- Born: Brissia Daniela Mayagoitia Orta August 3, 1991 (age 34) Saltillo, Coahuila, Mexico
- Genres: Pop
- Occupations: Singer, actress
- Instrument: Vocals
- Years active: 2004–present
- Label: EMI Televisa

= Brissia Mayagoitia =

Mexican singer and actress

Brissia Daniela Mayagoitia Orta better known as Brissia (born August 3, 1991, in Saltillo, Coahuila) is a Mexican singer, reality television star, and actress. She gained national popularity in Mexico during her childhood as a singer on reality TV and later as a member of Mexican pop band La Nueva Banda. Mayagoitia left the band to become a solo artist in 2008. The remaining band members continued without her, but split in the spring of 2009. In 2023, the band reunited for a series of concerts across Mexico as part of the El 2000's Pop Tour. She rejoined the group in 2023.

☆ ☆ ☆

> Using the information:
1. According to the Brissia Mayagoitia profile, when did the remaining members of La Nueva Banda split?
2. Please render this sentence from the Brissia Mayagoitia profile in Spanish: "Mayagoitia left the band to become a solo artist in 2008."
3. Print the stretch of the Brissia Mayagoitia profile that opens with the words containing "- Born: Brissia" and closes with "group in 2023.".

☆ ☆ ☆

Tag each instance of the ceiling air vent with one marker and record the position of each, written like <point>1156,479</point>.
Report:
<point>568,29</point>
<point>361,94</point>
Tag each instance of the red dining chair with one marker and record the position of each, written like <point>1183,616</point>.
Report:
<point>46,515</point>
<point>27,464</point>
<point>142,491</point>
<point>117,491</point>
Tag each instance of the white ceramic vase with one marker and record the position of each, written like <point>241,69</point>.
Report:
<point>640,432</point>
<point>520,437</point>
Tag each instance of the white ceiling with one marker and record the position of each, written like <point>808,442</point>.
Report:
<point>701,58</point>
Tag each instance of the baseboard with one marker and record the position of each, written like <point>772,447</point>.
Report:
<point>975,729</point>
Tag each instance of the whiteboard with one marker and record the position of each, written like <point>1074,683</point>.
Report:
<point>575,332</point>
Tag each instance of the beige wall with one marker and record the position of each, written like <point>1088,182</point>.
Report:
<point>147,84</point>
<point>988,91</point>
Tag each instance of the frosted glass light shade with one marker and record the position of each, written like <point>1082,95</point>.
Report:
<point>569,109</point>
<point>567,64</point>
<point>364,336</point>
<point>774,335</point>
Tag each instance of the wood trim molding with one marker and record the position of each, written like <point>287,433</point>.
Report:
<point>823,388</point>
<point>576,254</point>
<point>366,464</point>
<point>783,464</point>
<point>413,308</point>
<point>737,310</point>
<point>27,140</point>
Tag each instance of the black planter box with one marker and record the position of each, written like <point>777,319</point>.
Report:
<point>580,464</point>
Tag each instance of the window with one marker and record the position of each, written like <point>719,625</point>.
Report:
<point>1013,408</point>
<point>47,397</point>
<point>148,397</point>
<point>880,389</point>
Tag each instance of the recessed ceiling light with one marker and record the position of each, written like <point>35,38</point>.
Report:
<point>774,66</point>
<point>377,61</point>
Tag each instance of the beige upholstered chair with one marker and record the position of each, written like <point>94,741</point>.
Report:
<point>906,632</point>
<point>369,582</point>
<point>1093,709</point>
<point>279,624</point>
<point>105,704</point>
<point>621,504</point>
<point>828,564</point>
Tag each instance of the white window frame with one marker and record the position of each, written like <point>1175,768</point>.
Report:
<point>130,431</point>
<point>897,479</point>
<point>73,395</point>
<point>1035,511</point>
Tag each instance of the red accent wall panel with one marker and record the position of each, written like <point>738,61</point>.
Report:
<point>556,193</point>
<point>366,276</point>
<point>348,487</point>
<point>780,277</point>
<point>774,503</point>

☆ ☆ ☆

> List of solutions:
1. In the spring of 2009.

2. Mayagoitia dejó la banda para convertirse en solista en 2008.

3.
- Born: Brissia Daniela Mayagoitia Orta August 3, 1991 (age 34) Saltillo, Coahuila, Mexico
- Genres: Pop
- Occupations: Singer, actress
- Instrument: Vocals
- Years active: 2004–present
- Label: EMI Televisa

= Brissia Mayagoitia =

Mexican singer and actress

Brissia Daniela Mayagoitia Orta better known as Brissia (born August 3, 1991, in Saltillo, Coahuila) is a Mexican singer, reality television star, and actress. She gained national popularity in Mexico during her childhood as a singer on reality TV and later as a member of Mexican pop band La Nueva Banda. Mayagoitia left the band to become a solo artist in 2008. The remaining band members continued without her, but split in the spring of 2009. In 2023, the band reunited for a series of concerts across Mexico as part of the El 2000's Pop Tour. She rejoined the group in 2023.